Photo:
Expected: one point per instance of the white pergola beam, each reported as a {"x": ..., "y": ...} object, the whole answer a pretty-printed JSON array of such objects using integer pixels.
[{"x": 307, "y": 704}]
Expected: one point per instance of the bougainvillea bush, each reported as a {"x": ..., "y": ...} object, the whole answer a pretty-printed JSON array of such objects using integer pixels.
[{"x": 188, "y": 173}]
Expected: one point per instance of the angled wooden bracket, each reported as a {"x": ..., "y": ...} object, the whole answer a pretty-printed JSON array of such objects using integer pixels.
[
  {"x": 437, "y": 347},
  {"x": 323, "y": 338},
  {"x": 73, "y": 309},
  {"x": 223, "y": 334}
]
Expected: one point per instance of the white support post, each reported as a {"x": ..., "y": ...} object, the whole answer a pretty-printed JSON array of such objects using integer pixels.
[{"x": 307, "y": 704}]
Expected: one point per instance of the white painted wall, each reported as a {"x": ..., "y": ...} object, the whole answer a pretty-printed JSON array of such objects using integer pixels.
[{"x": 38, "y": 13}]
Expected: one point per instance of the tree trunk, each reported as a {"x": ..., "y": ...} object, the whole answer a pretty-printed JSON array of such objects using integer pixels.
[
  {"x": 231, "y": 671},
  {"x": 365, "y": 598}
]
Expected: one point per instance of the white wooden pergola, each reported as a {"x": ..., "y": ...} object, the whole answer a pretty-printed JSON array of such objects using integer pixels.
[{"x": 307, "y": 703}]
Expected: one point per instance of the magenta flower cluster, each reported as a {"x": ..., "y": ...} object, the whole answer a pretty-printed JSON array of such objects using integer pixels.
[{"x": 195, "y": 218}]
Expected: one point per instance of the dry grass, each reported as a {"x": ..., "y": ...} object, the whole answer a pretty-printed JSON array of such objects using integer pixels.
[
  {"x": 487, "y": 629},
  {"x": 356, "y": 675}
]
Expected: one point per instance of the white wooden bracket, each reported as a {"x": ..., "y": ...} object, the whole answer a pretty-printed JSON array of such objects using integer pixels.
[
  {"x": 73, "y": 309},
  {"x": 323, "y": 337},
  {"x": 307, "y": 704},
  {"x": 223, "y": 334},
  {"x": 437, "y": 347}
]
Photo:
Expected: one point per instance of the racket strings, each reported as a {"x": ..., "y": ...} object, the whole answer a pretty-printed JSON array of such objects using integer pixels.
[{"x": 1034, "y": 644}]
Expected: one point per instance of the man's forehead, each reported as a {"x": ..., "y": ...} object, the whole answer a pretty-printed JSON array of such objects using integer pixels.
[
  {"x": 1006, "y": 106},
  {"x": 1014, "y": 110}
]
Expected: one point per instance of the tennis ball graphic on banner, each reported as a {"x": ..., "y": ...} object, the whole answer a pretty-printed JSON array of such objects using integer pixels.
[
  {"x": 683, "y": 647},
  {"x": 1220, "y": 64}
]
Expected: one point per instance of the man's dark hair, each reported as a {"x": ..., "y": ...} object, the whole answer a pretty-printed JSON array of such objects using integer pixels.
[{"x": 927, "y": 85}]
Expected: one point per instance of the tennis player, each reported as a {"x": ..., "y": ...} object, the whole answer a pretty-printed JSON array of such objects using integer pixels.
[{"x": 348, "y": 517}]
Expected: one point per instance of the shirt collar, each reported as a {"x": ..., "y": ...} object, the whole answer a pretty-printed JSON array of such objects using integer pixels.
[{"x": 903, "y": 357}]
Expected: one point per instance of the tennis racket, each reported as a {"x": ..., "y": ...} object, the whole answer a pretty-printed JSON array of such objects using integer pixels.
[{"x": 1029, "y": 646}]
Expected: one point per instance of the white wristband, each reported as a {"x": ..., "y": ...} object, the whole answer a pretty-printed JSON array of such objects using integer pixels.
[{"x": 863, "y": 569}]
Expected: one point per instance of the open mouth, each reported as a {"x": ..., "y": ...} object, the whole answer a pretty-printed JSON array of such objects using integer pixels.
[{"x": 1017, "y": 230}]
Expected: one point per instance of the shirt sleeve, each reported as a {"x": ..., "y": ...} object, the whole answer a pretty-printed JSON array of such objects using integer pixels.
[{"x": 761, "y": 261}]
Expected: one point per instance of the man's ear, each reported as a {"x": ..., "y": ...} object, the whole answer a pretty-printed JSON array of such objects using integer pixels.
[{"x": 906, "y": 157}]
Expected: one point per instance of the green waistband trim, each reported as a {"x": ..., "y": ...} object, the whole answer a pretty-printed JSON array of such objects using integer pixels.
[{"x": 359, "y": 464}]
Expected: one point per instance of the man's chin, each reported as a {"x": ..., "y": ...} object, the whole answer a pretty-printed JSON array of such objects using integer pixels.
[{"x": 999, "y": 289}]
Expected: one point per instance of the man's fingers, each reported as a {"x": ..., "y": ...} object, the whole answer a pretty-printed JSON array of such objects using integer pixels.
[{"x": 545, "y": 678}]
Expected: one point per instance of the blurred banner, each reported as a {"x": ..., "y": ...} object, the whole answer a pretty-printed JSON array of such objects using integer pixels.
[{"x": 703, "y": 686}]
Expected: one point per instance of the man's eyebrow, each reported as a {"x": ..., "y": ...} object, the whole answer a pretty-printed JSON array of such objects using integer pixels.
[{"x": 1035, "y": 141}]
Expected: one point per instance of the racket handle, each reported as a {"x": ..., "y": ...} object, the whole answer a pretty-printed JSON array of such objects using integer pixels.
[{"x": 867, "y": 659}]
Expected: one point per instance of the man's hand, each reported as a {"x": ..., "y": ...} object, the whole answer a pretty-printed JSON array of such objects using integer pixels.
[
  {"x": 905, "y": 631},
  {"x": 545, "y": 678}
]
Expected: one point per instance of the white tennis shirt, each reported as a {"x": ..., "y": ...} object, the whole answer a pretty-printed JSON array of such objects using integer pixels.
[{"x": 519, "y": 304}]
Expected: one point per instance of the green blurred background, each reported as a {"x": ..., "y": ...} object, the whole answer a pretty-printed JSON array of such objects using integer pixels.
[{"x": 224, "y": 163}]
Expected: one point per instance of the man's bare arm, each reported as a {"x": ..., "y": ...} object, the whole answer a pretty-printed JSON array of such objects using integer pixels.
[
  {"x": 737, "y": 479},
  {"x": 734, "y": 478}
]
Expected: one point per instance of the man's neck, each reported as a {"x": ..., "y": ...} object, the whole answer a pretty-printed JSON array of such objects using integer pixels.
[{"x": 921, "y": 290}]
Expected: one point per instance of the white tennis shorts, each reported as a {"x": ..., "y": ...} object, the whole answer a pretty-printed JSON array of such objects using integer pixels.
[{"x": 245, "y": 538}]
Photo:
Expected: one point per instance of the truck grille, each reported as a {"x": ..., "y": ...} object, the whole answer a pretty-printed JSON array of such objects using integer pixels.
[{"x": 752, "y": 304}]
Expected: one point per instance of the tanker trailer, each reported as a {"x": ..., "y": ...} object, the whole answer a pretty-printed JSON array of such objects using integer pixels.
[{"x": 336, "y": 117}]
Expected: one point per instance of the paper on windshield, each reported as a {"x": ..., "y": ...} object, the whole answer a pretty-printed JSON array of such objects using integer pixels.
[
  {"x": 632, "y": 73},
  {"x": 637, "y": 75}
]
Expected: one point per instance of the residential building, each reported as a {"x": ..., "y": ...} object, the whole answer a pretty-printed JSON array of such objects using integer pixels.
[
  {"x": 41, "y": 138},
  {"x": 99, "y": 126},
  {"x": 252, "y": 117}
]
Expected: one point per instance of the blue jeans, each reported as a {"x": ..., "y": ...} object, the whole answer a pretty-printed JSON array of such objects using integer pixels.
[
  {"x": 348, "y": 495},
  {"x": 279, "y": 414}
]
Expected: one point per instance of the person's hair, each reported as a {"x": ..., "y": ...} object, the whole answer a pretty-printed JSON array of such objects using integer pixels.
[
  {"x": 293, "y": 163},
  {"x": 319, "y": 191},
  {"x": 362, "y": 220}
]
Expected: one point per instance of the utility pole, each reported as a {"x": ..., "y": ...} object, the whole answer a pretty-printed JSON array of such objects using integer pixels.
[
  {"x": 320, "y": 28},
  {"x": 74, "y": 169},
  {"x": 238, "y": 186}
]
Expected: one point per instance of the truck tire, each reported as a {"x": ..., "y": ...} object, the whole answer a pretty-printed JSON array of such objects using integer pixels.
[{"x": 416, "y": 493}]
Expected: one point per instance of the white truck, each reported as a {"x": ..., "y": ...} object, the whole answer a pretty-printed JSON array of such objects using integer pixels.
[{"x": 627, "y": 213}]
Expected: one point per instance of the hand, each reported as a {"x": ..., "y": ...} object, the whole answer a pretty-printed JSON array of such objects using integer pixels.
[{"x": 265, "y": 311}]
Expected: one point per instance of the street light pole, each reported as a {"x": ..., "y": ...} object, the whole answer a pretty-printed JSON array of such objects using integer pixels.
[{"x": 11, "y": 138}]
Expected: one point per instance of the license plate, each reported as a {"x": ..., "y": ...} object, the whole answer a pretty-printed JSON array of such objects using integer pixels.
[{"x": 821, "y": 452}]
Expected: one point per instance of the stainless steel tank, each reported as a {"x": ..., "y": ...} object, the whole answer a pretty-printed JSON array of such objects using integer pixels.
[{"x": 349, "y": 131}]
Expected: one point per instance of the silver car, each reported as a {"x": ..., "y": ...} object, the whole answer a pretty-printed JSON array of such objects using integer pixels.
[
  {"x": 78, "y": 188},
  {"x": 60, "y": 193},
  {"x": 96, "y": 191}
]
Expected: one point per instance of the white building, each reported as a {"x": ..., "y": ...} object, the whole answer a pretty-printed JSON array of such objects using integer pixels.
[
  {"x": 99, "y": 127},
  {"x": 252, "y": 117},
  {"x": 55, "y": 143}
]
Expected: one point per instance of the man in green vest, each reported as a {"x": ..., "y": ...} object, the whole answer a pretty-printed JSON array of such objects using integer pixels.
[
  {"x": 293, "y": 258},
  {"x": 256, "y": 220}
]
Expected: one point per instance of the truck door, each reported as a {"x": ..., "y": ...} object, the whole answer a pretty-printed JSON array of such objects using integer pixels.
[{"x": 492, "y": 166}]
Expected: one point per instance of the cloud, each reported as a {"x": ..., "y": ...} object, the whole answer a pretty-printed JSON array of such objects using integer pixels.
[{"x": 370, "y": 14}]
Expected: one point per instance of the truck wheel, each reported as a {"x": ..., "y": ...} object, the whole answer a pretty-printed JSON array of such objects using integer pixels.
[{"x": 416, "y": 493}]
====================
Exercise requirements
Produce an exact repeat of the lines from the one containing "Expected: one point per instance of the silver" through the last line of the data, and nothing more.

Exercise answer
Expected: one point per instance of the silver car, each reported as a {"x": ..., "y": ...} object, the whole answer a pretty-printed JSON array of such objects using integer pixels.
[
  {"x": 78, "y": 188},
  {"x": 60, "y": 193},
  {"x": 96, "y": 191}
]
Expected: one point per instance of the white building, each reported as a {"x": ..., "y": ...} object, the whole answer a pretty-printed JSON array of such objects using integer pixels.
[
  {"x": 99, "y": 127},
  {"x": 252, "y": 117},
  {"x": 55, "y": 143}
]
Expected: one point per instance of the man in green vest, each reported as a {"x": ..., "y": ...} object, the whole answer a pretty-printed JSON array of such objects using integer pixels.
[
  {"x": 293, "y": 258},
  {"x": 256, "y": 220}
]
Expected: one point per instance of the truck door, each reported as a {"x": ..., "y": ...} object, the whole answer a pretty-printed JSON array of such objects using integer pixels.
[{"x": 492, "y": 166}]
Expected: one point per instance of the cloud, each reported as a {"x": ..., "y": ...} object, the whole answer a pretty-printed JSON array of such objects using integer pixels.
[{"x": 370, "y": 14}]
Expected: one point per instance of the truck wheel, each reported as a {"x": ..., "y": ...} object, the whole answer a pretty-printed JSON array of such objects using integer pixels.
[{"x": 416, "y": 493}]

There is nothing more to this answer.